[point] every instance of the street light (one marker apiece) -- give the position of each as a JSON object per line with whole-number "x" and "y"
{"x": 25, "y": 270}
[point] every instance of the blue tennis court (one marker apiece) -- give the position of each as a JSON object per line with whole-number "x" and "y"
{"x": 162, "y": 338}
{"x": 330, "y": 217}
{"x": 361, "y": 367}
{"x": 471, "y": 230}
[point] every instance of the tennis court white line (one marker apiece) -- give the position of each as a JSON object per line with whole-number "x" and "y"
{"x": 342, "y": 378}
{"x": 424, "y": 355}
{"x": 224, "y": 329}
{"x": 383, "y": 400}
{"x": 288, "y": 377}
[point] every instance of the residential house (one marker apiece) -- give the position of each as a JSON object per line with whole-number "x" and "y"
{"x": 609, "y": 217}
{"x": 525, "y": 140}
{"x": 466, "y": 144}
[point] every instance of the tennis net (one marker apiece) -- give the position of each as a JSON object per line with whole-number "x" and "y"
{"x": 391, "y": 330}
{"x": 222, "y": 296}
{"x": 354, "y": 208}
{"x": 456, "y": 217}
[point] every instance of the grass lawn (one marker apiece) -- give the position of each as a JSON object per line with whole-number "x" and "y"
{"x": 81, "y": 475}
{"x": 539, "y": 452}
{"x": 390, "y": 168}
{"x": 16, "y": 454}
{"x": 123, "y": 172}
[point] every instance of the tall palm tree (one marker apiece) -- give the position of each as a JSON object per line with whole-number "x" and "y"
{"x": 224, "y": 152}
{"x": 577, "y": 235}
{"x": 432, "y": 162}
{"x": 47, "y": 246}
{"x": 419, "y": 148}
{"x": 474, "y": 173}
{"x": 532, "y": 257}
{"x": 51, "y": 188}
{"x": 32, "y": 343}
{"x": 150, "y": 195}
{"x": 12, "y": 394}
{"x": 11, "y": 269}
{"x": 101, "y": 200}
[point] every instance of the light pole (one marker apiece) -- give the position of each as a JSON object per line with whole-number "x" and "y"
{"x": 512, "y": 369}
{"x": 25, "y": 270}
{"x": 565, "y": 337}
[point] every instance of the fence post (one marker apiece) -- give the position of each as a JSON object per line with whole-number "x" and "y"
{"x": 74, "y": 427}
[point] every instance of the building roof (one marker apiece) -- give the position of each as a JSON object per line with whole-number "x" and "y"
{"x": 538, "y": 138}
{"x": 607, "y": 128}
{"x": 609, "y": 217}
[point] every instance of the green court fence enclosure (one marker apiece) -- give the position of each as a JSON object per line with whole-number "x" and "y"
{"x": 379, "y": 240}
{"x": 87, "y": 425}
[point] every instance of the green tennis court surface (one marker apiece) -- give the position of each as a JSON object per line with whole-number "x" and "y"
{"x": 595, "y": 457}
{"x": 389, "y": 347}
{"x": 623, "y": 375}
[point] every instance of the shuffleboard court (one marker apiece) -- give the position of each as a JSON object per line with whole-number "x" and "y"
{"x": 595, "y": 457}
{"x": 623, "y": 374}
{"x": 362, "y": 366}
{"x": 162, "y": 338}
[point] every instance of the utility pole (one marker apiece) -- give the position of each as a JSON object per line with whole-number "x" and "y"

[Work request] Your task is to return the full listing exactly as it was given.

[Result of this exercise]
[point] every instance of the street light (one marker apiece) -- give the position of each as a JSON object per line with whole-number "x" and "y"
{"x": 25, "y": 270}
[point] every instance of the blue tennis court (one marker apiece) -- give the position of each as a JSON object per line with whole-number "x" and "y"
{"x": 162, "y": 338}
{"x": 330, "y": 217}
{"x": 361, "y": 367}
{"x": 471, "y": 230}
[point] every instance of the tennis court white line (one marker apiece) -- give the position of each as a JSON object per line with whole-number "x" and "y"
{"x": 342, "y": 378}
{"x": 424, "y": 355}
{"x": 224, "y": 329}
{"x": 383, "y": 400}
{"x": 288, "y": 377}
[point] every instance of the residential house (one marker apiece) -- give the position of each as a JSON object per line with whole-number "x" and "y"
{"x": 609, "y": 217}
{"x": 525, "y": 140}
{"x": 466, "y": 144}
[point] every instance of the tennis net (one marker apiece) -- give the position of each as a JSON object per line with whole-number "x" and "y"
{"x": 391, "y": 330}
{"x": 222, "y": 296}
{"x": 354, "y": 208}
{"x": 456, "y": 217}
[point] every instance of the grass lawn (one marker apiece) -- give the position of each as a JSON object per line with whole-number "x" and "y"
{"x": 81, "y": 475}
{"x": 539, "y": 452}
{"x": 390, "y": 168}
{"x": 16, "y": 454}
{"x": 123, "y": 172}
[point] every instance of the tall palm tree (one marker apiece) -- give the position of each as a JSON object per line with whole-number "x" and "y"
{"x": 224, "y": 152}
{"x": 577, "y": 235}
{"x": 432, "y": 162}
{"x": 47, "y": 246}
{"x": 419, "y": 148}
{"x": 474, "y": 173}
{"x": 532, "y": 257}
{"x": 51, "y": 188}
{"x": 32, "y": 343}
{"x": 150, "y": 195}
{"x": 12, "y": 394}
{"x": 11, "y": 269}
{"x": 101, "y": 200}
[point] every instance of the light pole (one marker apiece) -- give the position of each as a JSON object per line with whole-number "x" and "y"
{"x": 512, "y": 369}
{"x": 25, "y": 270}
{"x": 565, "y": 337}
[point] every instance of the fence post (one marker apiece) -- give the position of each as a JSON object per line with whole-number "x" and "y"
{"x": 74, "y": 427}
[point] every instance of the building roof (one marker apiece) -- give the position of each as a JSON object per line with whole-number "x" and "y"
{"x": 538, "y": 138}
{"x": 607, "y": 128}
{"x": 609, "y": 217}
[point] every instance of the green court fence enclosure (one marker apiece) -- give the position of each as a JSON object per line with whole-number "x" and "y"
{"x": 379, "y": 240}
{"x": 87, "y": 425}
[point] every instance of the green tennis court surface (one marker apiece) -- give the position of each as a JSON object per line with whole-number "x" and "y"
{"x": 595, "y": 457}
{"x": 389, "y": 347}
{"x": 623, "y": 375}
[point] every instance of the shuffleboard court (one marker apiece) -- give the position of each as a JSON object per line with whole-number "x" and "y"
{"x": 595, "y": 457}
{"x": 623, "y": 374}
{"x": 362, "y": 366}
{"x": 162, "y": 338}
[point] every instance of the utility pole (one marker apiece) -- give the position of each as a JSON object per line with whole-number "x" and "y"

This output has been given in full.